In the data below, find every line with the word "foam" and copy it out.
# # # # # # #
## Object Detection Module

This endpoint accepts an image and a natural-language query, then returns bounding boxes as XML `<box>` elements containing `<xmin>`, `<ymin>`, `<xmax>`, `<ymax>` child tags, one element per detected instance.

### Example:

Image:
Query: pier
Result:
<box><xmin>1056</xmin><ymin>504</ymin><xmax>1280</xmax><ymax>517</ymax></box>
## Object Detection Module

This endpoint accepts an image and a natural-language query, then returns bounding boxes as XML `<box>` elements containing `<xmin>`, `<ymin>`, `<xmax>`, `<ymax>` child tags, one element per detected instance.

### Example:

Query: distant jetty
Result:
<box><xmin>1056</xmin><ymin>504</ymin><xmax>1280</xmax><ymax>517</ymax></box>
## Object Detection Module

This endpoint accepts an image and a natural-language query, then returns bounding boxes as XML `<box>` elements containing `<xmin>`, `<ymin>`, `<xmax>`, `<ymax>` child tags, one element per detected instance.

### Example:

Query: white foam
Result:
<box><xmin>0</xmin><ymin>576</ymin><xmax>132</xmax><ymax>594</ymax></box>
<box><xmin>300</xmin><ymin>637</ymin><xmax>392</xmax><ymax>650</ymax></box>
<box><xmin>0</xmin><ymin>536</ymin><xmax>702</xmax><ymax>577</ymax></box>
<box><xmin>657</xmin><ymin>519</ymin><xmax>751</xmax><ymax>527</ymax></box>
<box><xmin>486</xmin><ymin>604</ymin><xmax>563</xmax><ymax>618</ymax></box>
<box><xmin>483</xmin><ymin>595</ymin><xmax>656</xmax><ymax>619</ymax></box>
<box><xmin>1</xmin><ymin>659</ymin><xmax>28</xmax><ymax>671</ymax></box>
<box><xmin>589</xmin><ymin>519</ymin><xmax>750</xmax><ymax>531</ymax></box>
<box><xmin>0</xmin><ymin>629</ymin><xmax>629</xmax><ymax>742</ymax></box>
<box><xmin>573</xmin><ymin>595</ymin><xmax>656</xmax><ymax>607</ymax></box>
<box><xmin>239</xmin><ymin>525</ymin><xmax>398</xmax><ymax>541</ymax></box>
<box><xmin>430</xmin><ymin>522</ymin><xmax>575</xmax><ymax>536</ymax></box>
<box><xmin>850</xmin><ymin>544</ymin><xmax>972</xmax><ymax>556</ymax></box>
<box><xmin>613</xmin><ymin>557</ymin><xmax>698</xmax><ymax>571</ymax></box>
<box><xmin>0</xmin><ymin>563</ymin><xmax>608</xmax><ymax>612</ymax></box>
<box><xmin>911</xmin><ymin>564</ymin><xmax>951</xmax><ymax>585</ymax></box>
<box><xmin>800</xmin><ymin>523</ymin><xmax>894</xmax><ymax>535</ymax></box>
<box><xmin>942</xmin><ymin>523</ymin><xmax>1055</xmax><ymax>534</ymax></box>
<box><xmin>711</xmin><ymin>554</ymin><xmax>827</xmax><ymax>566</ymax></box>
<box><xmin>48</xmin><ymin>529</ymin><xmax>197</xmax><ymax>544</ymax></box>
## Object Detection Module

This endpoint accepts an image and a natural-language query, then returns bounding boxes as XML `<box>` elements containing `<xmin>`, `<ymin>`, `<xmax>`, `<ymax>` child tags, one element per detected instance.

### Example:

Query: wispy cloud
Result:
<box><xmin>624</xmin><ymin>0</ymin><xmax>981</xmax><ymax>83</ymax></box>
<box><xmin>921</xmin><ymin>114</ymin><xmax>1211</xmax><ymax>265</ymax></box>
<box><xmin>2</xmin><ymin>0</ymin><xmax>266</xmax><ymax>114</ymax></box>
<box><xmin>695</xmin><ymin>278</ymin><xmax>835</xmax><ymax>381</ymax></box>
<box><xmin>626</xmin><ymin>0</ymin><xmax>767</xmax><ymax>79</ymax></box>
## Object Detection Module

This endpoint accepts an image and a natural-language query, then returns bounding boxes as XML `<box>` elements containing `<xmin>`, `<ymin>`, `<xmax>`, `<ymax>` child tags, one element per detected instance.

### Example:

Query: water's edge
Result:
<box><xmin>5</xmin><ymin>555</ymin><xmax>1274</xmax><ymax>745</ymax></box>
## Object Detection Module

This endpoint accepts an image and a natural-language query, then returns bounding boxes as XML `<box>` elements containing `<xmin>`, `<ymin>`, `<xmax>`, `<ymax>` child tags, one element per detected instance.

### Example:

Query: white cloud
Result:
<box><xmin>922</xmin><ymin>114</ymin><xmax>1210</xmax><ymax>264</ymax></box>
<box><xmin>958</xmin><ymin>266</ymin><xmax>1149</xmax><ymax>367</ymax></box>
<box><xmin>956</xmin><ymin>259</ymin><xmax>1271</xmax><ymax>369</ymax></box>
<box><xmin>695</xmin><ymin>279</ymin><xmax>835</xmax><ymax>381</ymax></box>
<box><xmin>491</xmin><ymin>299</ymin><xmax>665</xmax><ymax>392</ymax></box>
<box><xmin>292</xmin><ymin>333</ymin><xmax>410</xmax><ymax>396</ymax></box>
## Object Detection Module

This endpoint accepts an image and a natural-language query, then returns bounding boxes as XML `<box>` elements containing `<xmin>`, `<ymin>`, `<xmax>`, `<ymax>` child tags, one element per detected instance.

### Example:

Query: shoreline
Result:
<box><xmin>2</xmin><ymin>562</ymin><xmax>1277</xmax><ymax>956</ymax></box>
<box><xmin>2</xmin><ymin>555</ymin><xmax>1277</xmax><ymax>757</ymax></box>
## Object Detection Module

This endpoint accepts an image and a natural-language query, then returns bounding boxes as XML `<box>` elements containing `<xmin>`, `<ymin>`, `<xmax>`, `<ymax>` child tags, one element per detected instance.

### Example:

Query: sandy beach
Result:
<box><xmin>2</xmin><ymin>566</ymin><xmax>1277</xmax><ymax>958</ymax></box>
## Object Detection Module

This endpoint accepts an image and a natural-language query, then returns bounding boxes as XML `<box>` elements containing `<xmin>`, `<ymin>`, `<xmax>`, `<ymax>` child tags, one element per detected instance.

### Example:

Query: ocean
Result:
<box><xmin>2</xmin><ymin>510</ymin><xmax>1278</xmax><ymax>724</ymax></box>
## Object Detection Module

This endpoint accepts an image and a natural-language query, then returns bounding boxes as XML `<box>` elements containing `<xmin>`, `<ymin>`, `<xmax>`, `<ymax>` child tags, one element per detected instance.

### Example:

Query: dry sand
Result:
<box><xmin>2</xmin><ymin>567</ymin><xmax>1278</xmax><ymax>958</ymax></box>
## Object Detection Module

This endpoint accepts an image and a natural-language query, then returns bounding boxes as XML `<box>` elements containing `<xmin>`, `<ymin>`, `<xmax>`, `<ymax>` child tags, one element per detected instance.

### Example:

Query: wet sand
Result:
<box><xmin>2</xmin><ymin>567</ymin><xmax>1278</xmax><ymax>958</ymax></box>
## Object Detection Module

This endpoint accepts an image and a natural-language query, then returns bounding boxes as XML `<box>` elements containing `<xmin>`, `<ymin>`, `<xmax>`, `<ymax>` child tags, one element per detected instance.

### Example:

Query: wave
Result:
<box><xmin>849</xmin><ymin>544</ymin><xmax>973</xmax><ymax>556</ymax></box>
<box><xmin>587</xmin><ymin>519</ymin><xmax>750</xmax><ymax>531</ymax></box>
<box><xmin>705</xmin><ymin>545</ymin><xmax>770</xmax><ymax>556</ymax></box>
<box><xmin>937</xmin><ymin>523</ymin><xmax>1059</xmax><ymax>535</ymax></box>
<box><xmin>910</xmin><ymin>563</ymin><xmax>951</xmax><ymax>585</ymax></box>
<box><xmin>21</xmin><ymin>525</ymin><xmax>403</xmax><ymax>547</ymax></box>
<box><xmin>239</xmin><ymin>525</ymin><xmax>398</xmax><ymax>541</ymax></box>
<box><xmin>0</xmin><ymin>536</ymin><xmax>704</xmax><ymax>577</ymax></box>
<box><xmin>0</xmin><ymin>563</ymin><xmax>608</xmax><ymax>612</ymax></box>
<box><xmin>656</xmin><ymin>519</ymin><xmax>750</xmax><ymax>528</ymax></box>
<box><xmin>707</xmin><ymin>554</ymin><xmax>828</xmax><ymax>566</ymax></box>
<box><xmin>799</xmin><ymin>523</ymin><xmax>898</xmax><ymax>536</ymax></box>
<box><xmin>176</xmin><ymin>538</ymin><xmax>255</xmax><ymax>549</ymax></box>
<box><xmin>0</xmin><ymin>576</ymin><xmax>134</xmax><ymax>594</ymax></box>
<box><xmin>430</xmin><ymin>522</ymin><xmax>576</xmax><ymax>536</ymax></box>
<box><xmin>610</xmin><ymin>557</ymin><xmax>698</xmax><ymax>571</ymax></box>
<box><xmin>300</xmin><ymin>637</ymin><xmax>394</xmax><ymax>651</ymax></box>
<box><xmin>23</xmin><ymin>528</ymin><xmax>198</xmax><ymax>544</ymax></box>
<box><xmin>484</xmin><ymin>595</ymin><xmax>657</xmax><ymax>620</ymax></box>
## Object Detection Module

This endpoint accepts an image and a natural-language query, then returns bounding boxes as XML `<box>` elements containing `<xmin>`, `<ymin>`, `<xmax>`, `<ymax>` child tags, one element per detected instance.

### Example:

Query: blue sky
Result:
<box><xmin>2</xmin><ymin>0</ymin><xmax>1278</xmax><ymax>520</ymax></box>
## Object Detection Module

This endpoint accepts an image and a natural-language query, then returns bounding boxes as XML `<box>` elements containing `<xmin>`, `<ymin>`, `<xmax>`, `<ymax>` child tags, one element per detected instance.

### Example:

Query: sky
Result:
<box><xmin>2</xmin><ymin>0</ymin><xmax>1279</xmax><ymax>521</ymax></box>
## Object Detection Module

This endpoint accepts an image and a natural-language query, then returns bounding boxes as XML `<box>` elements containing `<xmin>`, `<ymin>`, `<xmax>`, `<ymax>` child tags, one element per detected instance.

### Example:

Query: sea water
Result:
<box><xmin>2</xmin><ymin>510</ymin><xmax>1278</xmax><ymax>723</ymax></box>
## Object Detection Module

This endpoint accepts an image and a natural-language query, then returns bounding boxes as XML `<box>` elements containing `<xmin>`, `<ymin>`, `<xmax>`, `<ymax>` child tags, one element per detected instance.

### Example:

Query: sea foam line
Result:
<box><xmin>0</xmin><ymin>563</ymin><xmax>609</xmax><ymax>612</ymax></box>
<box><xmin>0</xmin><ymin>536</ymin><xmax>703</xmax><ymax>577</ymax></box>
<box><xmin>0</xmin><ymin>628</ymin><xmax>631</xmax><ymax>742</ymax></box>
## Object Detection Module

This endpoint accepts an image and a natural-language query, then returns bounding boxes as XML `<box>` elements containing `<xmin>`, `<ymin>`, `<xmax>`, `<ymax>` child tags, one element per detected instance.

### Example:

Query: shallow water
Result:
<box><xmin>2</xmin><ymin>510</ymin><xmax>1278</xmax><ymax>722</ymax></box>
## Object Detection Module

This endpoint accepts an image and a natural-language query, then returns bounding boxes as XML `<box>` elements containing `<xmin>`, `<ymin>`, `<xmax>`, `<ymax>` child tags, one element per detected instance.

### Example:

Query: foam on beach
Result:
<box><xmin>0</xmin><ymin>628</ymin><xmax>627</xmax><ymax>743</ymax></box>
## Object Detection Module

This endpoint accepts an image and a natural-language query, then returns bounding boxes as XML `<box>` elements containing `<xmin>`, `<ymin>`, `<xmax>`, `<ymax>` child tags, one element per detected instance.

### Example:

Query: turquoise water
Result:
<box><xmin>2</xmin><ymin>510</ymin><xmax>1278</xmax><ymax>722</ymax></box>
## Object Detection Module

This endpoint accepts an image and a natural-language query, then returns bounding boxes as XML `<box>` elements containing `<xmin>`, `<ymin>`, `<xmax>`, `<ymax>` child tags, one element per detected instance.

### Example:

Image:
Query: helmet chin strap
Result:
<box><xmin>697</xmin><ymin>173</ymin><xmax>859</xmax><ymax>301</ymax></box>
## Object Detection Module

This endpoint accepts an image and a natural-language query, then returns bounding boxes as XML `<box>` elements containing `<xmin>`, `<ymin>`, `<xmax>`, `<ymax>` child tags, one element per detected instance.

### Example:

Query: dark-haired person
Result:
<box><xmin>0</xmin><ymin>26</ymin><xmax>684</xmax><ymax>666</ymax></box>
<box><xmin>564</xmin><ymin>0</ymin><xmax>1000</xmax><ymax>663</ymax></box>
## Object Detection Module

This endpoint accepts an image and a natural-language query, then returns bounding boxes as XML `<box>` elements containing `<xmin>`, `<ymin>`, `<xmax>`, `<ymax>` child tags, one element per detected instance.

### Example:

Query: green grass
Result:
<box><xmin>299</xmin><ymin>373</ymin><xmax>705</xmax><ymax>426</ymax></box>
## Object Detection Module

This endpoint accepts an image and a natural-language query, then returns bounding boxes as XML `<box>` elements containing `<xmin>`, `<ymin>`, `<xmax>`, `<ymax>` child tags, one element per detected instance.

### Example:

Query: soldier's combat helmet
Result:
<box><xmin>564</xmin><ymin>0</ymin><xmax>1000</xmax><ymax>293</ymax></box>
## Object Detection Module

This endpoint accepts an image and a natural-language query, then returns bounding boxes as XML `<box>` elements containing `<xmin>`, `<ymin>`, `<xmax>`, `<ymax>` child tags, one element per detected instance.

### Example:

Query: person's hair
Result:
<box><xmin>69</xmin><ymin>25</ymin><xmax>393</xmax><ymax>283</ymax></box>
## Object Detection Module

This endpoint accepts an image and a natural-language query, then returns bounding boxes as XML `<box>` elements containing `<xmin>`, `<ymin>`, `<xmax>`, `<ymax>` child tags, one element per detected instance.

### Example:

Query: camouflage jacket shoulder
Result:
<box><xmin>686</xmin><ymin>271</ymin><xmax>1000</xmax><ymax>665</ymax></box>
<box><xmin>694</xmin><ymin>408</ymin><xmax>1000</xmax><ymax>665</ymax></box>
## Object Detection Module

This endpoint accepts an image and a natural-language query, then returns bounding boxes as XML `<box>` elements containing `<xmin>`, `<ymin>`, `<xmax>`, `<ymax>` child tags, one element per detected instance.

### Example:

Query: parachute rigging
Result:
# # # # # # #
Exercise output →
Query: white foam
Query: sea foam line
Query: foam on beach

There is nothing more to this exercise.